### Extrait choisi
▽

Psychopathologie du quotidien du musicien d’orchestre
Des musiciens frustrés
Autre grief : les remplacements en cascade. Vous répétez avec un pianiste. Tout va bien. Vous imaginez naïvement qu’il vous accompagnera le soir. Grave erreur ! Au dernier moment, vous risquez de découvrir une nouvelle tête. Mais où passent-ils donc ? « Ils sont partis faire des phonos, des séances d’enregistrement », explique Martial dégoûté. Ah ! les phonos. « Du temps où Lopez était au Châtelet, j’avais prévenu l’orchestre : pas de phonos ! Eh bien, pendant une matinée, je découvre douze remplaçants sur vingt-cinq titulaires. Certains s’étaient fait porter pâles pour aller faire des phonos. »
Une blague célèbre circule parmi les instrumentistes. Un contrebassite demande à son concierge de le remplacer à l’Opéra. « Vous verrez, c’est très facile. Vous ferez semblant de jouer et ça ira très bien. » Le jour dit, le concierge s’installe dans la fosse au milieu du pupitre. Le chef fait signe. Silence glacial : tous les bassistes étaient des concierges ! Guy Arnault, par ailleurs clarinette-basse à l’Ensemble intercontemporain, récuse cette image des musiciens. « Vous retardez de dix ans. Chez nous à Colonne, on exige l’exclusivité. Sinon on licencie. » Mais admet-t-il, « ce genre de pratique existe toujours dans le milieu des variétés. »

△

### Consigne écrite a
D'après l'extrait, de quel instrument Guy Arnault joue-t-il à l'Ensemble intercontemporain ?
Les lignes ci-dessous n'ont aucun lien avec l'extrait.

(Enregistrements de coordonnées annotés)
▽

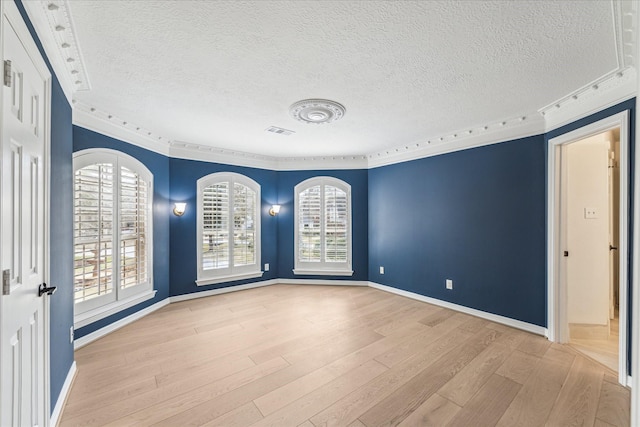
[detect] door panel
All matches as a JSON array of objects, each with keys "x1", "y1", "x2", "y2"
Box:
[{"x1": 0, "y1": 2, "x2": 49, "y2": 427}]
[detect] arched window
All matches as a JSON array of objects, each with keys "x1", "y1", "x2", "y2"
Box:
[
  {"x1": 196, "y1": 172, "x2": 262, "y2": 285},
  {"x1": 73, "y1": 149, "x2": 153, "y2": 320},
  {"x1": 293, "y1": 176, "x2": 353, "y2": 276}
]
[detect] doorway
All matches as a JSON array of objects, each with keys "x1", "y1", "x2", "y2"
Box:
[{"x1": 548, "y1": 112, "x2": 629, "y2": 385}]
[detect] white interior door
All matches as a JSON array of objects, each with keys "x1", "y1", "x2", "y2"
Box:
[
  {"x1": 609, "y1": 145, "x2": 620, "y2": 319},
  {"x1": 0, "y1": 2, "x2": 49, "y2": 426}
]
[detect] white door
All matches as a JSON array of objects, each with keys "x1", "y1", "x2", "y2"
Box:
[
  {"x1": 0, "y1": 1, "x2": 49, "y2": 427},
  {"x1": 609, "y1": 145, "x2": 620, "y2": 320}
]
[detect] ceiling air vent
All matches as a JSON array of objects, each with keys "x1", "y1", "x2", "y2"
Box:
[{"x1": 266, "y1": 126, "x2": 295, "y2": 135}]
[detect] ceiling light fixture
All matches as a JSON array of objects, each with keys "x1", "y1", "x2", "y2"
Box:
[{"x1": 289, "y1": 99, "x2": 347, "y2": 125}]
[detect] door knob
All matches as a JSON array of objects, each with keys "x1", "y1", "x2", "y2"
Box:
[{"x1": 38, "y1": 283, "x2": 57, "y2": 297}]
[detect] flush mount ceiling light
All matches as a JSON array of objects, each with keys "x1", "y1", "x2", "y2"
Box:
[{"x1": 289, "y1": 99, "x2": 347, "y2": 124}]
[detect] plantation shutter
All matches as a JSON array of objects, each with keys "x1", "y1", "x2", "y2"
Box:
[
  {"x1": 120, "y1": 167, "x2": 149, "y2": 289},
  {"x1": 202, "y1": 182, "x2": 229, "y2": 270},
  {"x1": 298, "y1": 185, "x2": 322, "y2": 262},
  {"x1": 324, "y1": 185, "x2": 348, "y2": 262},
  {"x1": 233, "y1": 183, "x2": 257, "y2": 267},
  {"x1": 73, "y1": 163, "x2": 114, "y2": 302}
]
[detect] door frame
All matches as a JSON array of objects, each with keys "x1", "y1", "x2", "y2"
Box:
[
  {"x1": 0, "y1": 0, "x2": 52, "y2": 426},
  {"x1": 547, "y1": 110, "x2": 637, "y2": 386}
]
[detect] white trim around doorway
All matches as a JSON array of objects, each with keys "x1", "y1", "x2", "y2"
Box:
[{"x1": 547, "y1": 111, "x2": 636, "y2": 386}]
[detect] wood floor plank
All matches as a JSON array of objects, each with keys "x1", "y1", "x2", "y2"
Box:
[
  {"x1": 202, "y1": 402, "x2": 262, "y2": 427},
  {"x1": 358, "y1": 328, "x2": 500, "y2": 426},
  {"x1": 496, "y1": 350, "x2": 540, "y2": 384},
  {"x1": 97, "y1": 359, "x2": 289, "y2": 427},
  {"x1": 448, "y1": 375, "x2": 522, "y2": 427},
  {"x1": 248, "y1": 360, "x2": 388, "y2": 427},
  {"x1": 310, "y1": 328, "x2": 469, "y2": 426},
  {"x1": 596, "y1": 381, "x2": 631, "y2": 426},
  {"x1": 376, "y1": 316, "x2": 472, "y2": 368},
  {"x1": 518, "y1": 334, "x2": 551, "y2": 357},
  {"x1": 497, "y1": 348, "x2": 575, "y2": 427},
  {"x1": 59, "y1": 285, "x2": 629, "y2": 427},
  {"x1": 254, "y1": 324, "x2": 425, "y2": 415},
  {"x1": 420, "y1": 308, "x2": 456, "y2": 326},
  {"x1": 398, "y1": 393, "x2": 462, "y2": 427},
  {"x1": 547, "y1": 357, "x2": 604, "y2": 426},
  {"x1": 438, "y1": 344, "x2": 511, "y2": 406}
]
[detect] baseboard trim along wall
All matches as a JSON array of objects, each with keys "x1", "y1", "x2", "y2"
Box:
[
  {"x1": 74, "y1": 279, "x2": 547, "y2": 350},
  {"x1": 49, "y1": 360, "x2": 78, "y2": 427},
  {"x1": 278, "y1": 279, "x2": 369, "y2": 286},
  {"x1": 73, "y1": 298, "x2": 170, "y2": 350},
  {"x1": 169, "y1": 279, "x2": 280, "y2": 303},
  {"x1": 369, "y1": 282, "x2": 547, "y2": 336}
]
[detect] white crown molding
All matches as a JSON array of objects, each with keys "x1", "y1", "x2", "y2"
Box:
[
  {"x1": 169, "y1": 141, "x2": 277, "y2": 170},
  {"x1": 23, "y1": 0, "x2": 638, "y2": 171},
  {"x1": 22, "y1": 0, "x2": 91, "y2": 103},
  {"x1": 538, "y1": 67, "x2": 638, "y2": 132},
  {"x1": 612, "y1": 0, "x2": 638, "y2": 69},
  {"x1": 367, "y1": 113, "x2": 545, "y2": 168},
  {"x1": 72, "y1": 100, "x2": 169, "y2": 156},
  {"x1": 169, "y1": 141, "x2": 367, "y2": 171}
]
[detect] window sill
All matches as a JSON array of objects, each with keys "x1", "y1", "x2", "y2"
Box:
[
  {"x1": 73, "y1": 290, "x2": 158, "y2": 329},
  {"x1": 196, "y1": 271, "x2": 264, "y2": 286},
  {"x1": 293, "y1": 268, "x2": 353, "y2": 276}
]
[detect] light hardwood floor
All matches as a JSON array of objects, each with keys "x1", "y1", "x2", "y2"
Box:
[
  {"x1": 570, "y1": 316, "x2": 620, "y2": 372},
  {"x1": 61, "y1": 285, "x2": 629, "y2": 427}
]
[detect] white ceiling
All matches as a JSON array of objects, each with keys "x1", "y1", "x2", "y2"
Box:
[{"x1": 60, "y1": 0, "x2": 622, "y2": 157}]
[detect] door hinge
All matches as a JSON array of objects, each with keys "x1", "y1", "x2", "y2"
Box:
[
  {"x1": 2, "y1": 270, "x2": 11, "y2": 295},
  {"x1": 4, "y1": 59, "x2": 11, "y2": 87}
]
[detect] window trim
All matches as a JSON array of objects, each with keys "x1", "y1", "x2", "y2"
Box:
[
  {"x1": 293, "y1": 176, "x2": 353, "y2": 276},
  {"x1": 196, "y1": 172, "x2": 264, "y2": 286},
  {"x1": 73, "y1": 148, "x2": 157, "y2": 328}
]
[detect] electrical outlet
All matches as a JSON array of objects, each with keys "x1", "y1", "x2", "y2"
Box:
[{"x1": 584, "y1": 208, "x2": 598, "y2": 219}]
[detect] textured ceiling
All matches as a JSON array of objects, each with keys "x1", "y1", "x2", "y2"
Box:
[{"x1": 68, "y1": 0, "x2": 620, "y2": 156}]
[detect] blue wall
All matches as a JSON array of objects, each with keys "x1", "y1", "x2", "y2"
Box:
[
  {"x1": 169, "y1": 158, "x2": 278, "y2": 296},
  {"x1": 15, "y1": 0, "x2": 73, "y2": 410},
  {"x1": 277, "y1": 169, "x2": 369, "y2": 281},
  {"x1": 369, "y1": 135, "x2": 546, "y2": 326},
  {"x1": 15, "y1": 0, "x2": 635, "y2": 409},
  {"x1": 72, "y1": 126, "x2": 171, "y2": 338}
]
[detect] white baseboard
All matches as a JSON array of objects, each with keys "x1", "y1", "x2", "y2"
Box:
[
  {"x1": 169, "y1": 279, "x2": 280, "y2": 302},
  {"x1": 49, "y1": 360, "x2": 78, "y2": 427},
  {"x1": 74, "y1": 279, "x2": 547, "y2": 350},
  {"x1": 369, "y1": 282, "x2": 547, "y2": 336},
  {"x1": 73, "y1": 298, "x2": 170, "y2": 350},
  {"x1": 277, "y1": 279, "x2": 369, "y2": 286}
]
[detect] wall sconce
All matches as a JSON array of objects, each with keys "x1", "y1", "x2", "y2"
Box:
[
  {"x1": 269, "y1": 205, "x2": 280, "y2": 216},
  {"x1": 173, "y1": 203, "x2": 187, "y2": 216}
]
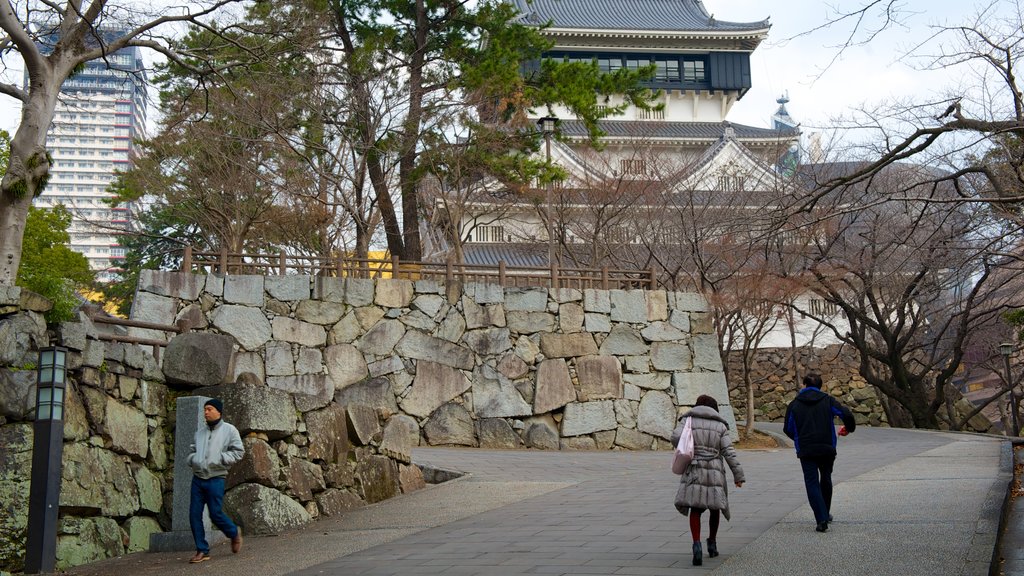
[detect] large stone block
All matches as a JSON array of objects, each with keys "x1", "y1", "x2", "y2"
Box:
[
  {"x1": 401, "y1": 360, "x2": 471, "y2": 418},
  {"x1": 650, "y1": 342, "x2": 693, "y2": 372},
  {"x1": 355, "y1": 456, "x2": 399, "y2": 504},
  {"x1": 601, "y1": 324, "x2": 650, "y2": 356},
  {"x1": 224, "y1": 276, "x2": 265, "y2": 306},
  {"x1": 313, "y1": 276, "x2": 375, "y2": 306},
  {"x1": 0, "y1": 314, "x2": 48, "y2": 366},
  {"x1": 534, "y1": 358, "x2": 577, "y2": 414},
  {"x1": 541, "y1": 332, "x2": 597, "y2": 358},
  {"x1": 295, "y1": 300, "x2": 345, "y2": 326},
  {"x1": 505, "y1": 287, "x2": 548, "y2": 312},
  {"x1": 163, "y1": 332, "x2": 234, "y2": 388},
  {"x1": 324, "y1": 344, "x2": 369, "y2": 390},
  {"x1": 226, "y1": 438, "x2": 281, "y2": 490},
  {"x1": 56, "y1": 518, "x2": 125, "y2": 571},
  {"x1": 562, "y1": 400, "x2": 618, "y2": 437},
  {"x1": 355, "y1": 320, "x2": 406, "y2": 356},
  {"x1": 523, "y1": 416, "x2": 559, "y2": 450},
  {"x1": 462, "y1": 328, "x2": 512, "y2": 356},
  {"x1": 374, "y1": 278, "x2": 416, "y2": 308},
  {"x1": 224, "y1": 484, "x2": 312, "y2": 536},
  {"x1": 334, "y1": 377, "x2": 398, "y2": 418},
  {"x1": 270, "y1": 316, "x2": 327, "y2": 347},
  {"x1": 672, "y1": 372, "x2": 729, "y2": 406},
  {"x1": 124, "y1": 516, "x2": 163, "y2": 553},
  {"x1": 315, "y1": 488, "x2": 367, "y2": 517},
  {"x1": 472, "y1": 366, "x2": 534, "y2": 418},
  {"x1": 395, "y1": 330, "x2": 476, "y2": 370},
  {"x1": 575, "y1": 356, "x2": 623, "y2": 402},
  {"x1": 0, "y1": 368, "x2": 37, "y2": 421},
  {"x1": 283, "y1": 458, "x2": 327, "y2": 502},
  {"x1": 380, "y1": 414, "x2": 420, "y2": 463},
  {"x1": 608, "y1": 290, "x2": 647, "y2": 324},
  {"x1": 423, "y1": 403, "x2": 476, "y2": 446},
  {"x1": 346, "y1": 404, "x2": 382, "y2": 446},
  {"x1": 476, "y1": 418, "x2": 522, "y2": 450},
  {"x1": 637, "y1": 390, "x2": 676, "y2": 440},
  {"x1": 222, "y1": 383, "x2": 296, "y2": 440},
  {"x1": 104, "y1": 398, "x2": 150, "y2": 458},
  {"x1": 211, "y1": 304, "x2": 270, "y2": 351},
  {"x1": 505, "y1": 311, "x2": 558, "y2": 334},
  {"x1": 60, "y1": 444, "x2": 139, "y2": 517},
  {"x1": 263, "y1": 275, "x2": 311, "y2": 301},
  {"x1": 138, "y1": 270, "x2": 206, "y2": 300}
]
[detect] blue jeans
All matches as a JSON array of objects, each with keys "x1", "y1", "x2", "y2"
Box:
[
  {"x1": 800, "y1": 455, "x2": 836, "y2": 524},
  {"x1": 188, "y1": 477, "x2": 239, "y2": 553}
]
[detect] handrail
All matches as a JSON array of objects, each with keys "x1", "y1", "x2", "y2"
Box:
[
  {"x1": 181, "y1": 246, "x2": 656, "y2": 290},
  {"x1": 89, "y1": 315, "x2": 188, "y2": 362}
]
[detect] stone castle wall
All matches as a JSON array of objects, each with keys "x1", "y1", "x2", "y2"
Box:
[
  {"x1": 728, "y1": 345, "x2": 888, "y2": 426},
  {"x1": 0, "y1": 288, "x2": 424, "y2": 573},
  {"x1": 132, "y1": 272, "x2": 734, "y2": 450}
]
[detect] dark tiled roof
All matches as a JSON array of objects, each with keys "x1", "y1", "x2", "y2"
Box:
[
  {"x1": 462, "y1": 243, "x2": 548, "y2": 268},
  {"x1": 509, "y1": 0, "x2": 769, "y2": 33},
  {"x1": 559, "y1": 120, "x2": 800, "y2": 140}
]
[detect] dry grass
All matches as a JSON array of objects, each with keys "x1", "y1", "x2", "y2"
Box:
[
  {"x1": 734, "y1": 427, "x2": 778, "y2": 450},
  {"x1": 1010, "y1": 446, "x2": 1024, "y2": 499}
]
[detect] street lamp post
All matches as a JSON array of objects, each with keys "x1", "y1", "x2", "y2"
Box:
[
  {"x1": 537, "y1": 116, "x2": 558, "y2": 266},
  {"x1": 25, "y1": 346, "x2": 68, "y2": 574},
  {"x1": 999, "y1": 342, "x2": 1021, "y2": 437}
]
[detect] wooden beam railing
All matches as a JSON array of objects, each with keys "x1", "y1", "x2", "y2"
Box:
[
  {"x1": 181, "y1": 246, "x2": 657, "y2": 290},
  {"x1": 89, "y1": 315, "x2": 188, "y2": 362}
]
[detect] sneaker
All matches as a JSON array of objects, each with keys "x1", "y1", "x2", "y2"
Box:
[{"x1": 188, "y1": 551, "x2": 210, "y2": 564}]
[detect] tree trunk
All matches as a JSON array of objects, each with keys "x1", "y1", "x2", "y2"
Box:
[{"x1": 0, "y1": 91, "x2": 57, "y2": 286}]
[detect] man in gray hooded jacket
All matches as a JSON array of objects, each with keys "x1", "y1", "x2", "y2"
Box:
[{"x1": 188, "y1": 398, "x2": 246, "y2": 564}]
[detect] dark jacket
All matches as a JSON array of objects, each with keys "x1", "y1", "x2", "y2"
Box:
[{"x1": 782, "y1": 387, "x2": 857, "y2": 458}]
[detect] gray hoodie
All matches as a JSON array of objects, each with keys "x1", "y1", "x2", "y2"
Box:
[{"x1": 188, "y1": 420, "x2": 246, "y2": 480}]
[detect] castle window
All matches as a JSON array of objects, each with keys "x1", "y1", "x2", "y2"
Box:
[
  {"x1": 654, "y1": 60, "x2": 679, "y2": 82},
  {"x1": 618, "y1": 159, "x2": 647, "y2": 176},
  {"x1": 683, "y1": 60, "x2": 706, "y2": 82},
  {"x1": 476, "y1": 225, "x2": 505, "y2": 242},
  {"x1": 810, "y1": 298, "x2": 839, "y2": 317},
  {"x1": 718, "y1": 174, "x2": 746, "y2": 192},
  {"x1": 637, "y1": 108, "x2": 665, "y2": 120}
]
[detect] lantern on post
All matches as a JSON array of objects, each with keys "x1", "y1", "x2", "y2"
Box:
[
  {"x1": 537, "y1": 116, "x2": 558, "y2": 268},
  {"x1": 999, "y1": 342, "x2": 1021, "y2": 437},
  {"x1": 25, "y1": 346, "x2": 68, "y2": 574}
]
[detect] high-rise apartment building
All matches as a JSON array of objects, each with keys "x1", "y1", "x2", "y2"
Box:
[{"x1": 36, "y1": 31, "x2": 146, "y2": 281}]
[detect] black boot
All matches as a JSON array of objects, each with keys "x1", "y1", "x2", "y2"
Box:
[{"x1": 708, "y1": 538, "x2": 718, "y2": 558}]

△

### Consigne écrite b
Indique combien de lignes contiennent la chaîne « post », en respectant la casse. Donne uniquement le nombre.

### Résultat de la tâche a
De la clarinette-basse.

### Résultat de la tâche b
2